TASK >> Please update the items below by changing every "Annotation task" to "Labeling task" and leaving everything else as it stands.

EXCERPTED RECORDS >>
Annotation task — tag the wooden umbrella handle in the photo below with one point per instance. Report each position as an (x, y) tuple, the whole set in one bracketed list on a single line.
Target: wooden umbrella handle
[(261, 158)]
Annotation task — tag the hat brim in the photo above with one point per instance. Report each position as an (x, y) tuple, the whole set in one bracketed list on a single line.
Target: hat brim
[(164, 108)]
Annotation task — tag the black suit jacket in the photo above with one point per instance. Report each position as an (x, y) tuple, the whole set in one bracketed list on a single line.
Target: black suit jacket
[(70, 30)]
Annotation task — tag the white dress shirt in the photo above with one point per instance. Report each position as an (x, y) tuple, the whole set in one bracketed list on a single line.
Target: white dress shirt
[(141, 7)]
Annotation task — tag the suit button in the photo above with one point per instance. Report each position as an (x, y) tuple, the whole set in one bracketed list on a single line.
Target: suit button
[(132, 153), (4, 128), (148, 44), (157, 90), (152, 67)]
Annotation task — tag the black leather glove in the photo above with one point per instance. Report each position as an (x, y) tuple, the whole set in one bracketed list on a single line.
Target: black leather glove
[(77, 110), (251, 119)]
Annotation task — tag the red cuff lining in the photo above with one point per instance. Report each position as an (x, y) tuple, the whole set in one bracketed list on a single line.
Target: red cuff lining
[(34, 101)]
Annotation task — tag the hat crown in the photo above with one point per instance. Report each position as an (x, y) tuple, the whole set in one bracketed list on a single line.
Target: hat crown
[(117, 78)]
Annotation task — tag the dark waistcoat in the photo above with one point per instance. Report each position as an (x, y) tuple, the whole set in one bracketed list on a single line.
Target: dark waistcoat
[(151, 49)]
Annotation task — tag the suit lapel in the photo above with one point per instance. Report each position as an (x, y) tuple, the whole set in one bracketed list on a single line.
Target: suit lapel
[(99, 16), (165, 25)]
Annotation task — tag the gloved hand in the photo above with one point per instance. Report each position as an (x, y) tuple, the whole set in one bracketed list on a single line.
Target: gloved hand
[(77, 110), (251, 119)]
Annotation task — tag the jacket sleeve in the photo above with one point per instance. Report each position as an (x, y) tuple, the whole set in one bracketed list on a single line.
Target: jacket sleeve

WRITTEN ANSWER >>
Labeling task — tag the wooden umbrella handle in the photo below with one point per instance. Report each position as an (x, y) tuple, the whole set in one bracketed list on a single line.
Target: wooden umbrella handle
[(261, 158)]
Labeling task — tag the hat brim in the photo above with one point per instance. Report each position as an (x, y) tuple, the whole set in one bracketed list on a single line.
Target: hat brim
[(164, 108)]
Labeling task — tag the black suit jacket in the photo above with one point per instance. Report each position as an (x, y) tuple, the whole set in one bracketed list on a single line.
Target: black suit jacket
[(70, 30)]
Labeling task — tag the white dress shirt in the photo above with one point per instance. Report each position as an (x, y) tuple, the whole set in one bracketed list on a single line.
Target: white dress shirt
[(141, 7)]
Labeling task — tag the suit button in the photo above with one point per instance. Report each position as an (x, y) tuple, the whole set in one bracketed list on a single line.
Target: suit button
[(132, 153), (4, 128), (148, 44), (157, 90), (152, 67)]
Labeling task — tag the black leather glove in the photo above with one point per instance. Report each position as an (x, y) tuple, the whole set in one bracketed list on a single line.
Target: black leather glove
[(77, 110), (251, 119)]
Labeling task — tag the red cuff lining in the photo above with one point per instance. Report each position as an (x, y) tuple, the whole set in one bracketed list on a single line.
Target: red cuff lining
[(34, 101)]
Labeling task — tag the hat crown in the photo above with one point per instance. Report each position as an (x, y) tuple, the whole set in one bracketed list on a single line.
Target: hat crown
[(117, 78)]
Labeling task — tag the dark waistcoat in the photo above with one point per instance. Report each position as an (x, y) tuple, the whole set in one bracketed list on a single line.
Target: dark waistcoat
[(151, 49)]
Labeling task — tag the suit lapel in the photo above with one point per instance. Report each position as an (x, y) tuple, the whole set in one bracketed list on a single line.
Target: suit lapel
[(99, 16), (165, 25)]
Labeling task — tag the gloved hand in the photo above with one point per instance. Report each position as an (x, y) tuple, the whole set in one bracketed list on a single line.
Target: gloved hand
[(77, 110), (251, 119)]
Labeling task — tag the jacket sleeve in the photo above with one point per instance. Report each position as an (x, y) tuple, the whole set in one bracketed list on a single line.
Target: jacket sleeve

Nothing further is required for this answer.